> [Task to carry out] In all of the material below, substitute "widest part" for each "thickest part" and give the lines back with nothing else changed.

> [Entries shown]

-- START --

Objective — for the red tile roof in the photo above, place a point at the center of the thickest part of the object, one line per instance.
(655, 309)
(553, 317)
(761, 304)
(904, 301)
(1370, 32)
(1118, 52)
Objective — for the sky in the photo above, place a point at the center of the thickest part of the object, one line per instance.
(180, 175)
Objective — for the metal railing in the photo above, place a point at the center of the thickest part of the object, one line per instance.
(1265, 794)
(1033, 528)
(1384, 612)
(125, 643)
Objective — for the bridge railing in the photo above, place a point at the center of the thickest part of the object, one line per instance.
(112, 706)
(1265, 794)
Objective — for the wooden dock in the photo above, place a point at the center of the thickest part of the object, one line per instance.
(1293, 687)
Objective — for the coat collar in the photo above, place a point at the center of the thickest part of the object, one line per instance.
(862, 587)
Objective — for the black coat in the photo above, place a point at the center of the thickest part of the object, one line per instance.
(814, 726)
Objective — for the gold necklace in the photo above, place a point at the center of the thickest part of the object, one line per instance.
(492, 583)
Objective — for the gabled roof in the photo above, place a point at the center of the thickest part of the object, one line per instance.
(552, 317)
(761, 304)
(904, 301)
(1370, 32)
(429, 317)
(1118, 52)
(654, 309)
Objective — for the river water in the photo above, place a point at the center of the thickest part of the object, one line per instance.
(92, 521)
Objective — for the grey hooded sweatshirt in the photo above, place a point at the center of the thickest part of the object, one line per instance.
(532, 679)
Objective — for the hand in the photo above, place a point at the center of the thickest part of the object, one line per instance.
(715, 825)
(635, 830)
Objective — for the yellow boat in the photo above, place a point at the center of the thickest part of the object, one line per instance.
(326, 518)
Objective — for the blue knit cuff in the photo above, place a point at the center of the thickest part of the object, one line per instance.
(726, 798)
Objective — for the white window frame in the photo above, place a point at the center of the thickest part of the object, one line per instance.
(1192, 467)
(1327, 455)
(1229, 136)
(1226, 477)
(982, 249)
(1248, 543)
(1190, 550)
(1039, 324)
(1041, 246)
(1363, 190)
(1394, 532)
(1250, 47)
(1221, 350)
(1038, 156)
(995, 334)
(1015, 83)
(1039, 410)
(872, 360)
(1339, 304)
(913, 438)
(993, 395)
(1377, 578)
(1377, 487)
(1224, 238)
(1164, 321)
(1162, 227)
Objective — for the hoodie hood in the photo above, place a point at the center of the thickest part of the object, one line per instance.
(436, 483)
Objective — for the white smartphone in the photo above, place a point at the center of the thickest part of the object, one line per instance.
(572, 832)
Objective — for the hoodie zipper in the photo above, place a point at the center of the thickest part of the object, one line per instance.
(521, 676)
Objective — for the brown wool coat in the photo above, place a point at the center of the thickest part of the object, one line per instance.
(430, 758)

-- END --

> [Solution to the exercise]
Objective — for the red tile roof in the photo above, place a point at the center of the widest part of the object, one line per instance.
(655, 309)
(553, 317)
(761, 304)
(904, 301)
(1370, 32)
(1118, 52)
Objective — for the sky in the photo above, place a point at the center of the widest part of the object, one line per instance.
(180, 175)
Objective — for the metal railing in the photo above, place a point at the center of the widest part of the object, one line per instance.
(1265, 794)
(1033, 528)
(1384, 612)
(125, 643)
Objective — for the bridge railing in the photo above, place a point at the center of the widest part of the object, one line per instance.
(112, 706)
(1265, 794)
Objective — for the wooden dock in the photo above, place a point at the center of the widest part of the object, one line per instance.
(1293, 687)
Objective — for the coat collar in the photo above, place a point at the center of the widest part of the object, one line per instance.
(862, 587)
Objective — for the black coat in the photo above, place a point at the center of the widest part of the object, one line per instance.
(814, 726)
Objective — for the gold necklace in the photo above, place a point at the center of the widest part of the object, one line per instance.
(492, 583)
Objective — for the gabled roof in the photo above, place a point at the center of the widest part of the object, one line per instance.
(552, 317)
(761, 304)
(904, 301)
(1370, 32)
(429, 317)
(1118, 52)
(654, 309)
Objective — for the river water in the photo above, place a point at the center of the widest part of the object, one line per instance.
(92, 521)
Objective — for the grey hooded sweatshirt in the photo above, place a point at the center of the widest part of the object, one line per instance.
(532, 679)
Objective — for the hand in the photo above, place a point at the center of the widest part of the object, one line per instance.
(715, 825)
(635, 830)
Objective — for the yellow boat in the photo above, place a point at the center of the widest part of the object, one line per instance.
(326, 518)
Objective — for the blue knit cuff in the photo above, place a point at the center of the widest part of the object, one line per instance.
(726, 798)
Objective — for the white window frame in the photo above, place a point at the center of the widest part of the object, one line per instance.
(1192, 467)
(1327, 455)
(1229, 136)
(1226, 477)
(982, 249)
(1248, 543)
(1190, 550)
(1039, 324)
(1041, 246)
(1363, 190)
(1394, 532)
(1250, 47)
(1221, 350)
(1038, 156)
(995, 334)
(1015, 83)
(1039, 410)
(872, 360)
(1339, 304)
(913, 438)
(993, 395)
(1377, 578)
(1377, 487)
(1224, 238)
(1164, 321)
(1162, 227)
Objective — for the hoodie hood in the photo above, place a point at the center of the widest part of the object, one line per instance.
(436, 483)
Objective — for the white smartphone in the photo above, place a point at the center of the widest part of the object, one line per instance.
(572, 832)
Objective — for the hoodie zipper in the photo above, place a point at the center of the widest part of the object, one line per instance.
(521, 676)
Objective — for the brown wool coat in the photo above, place a point at the center of the widest part of the object, one line per instance.
(430, 758)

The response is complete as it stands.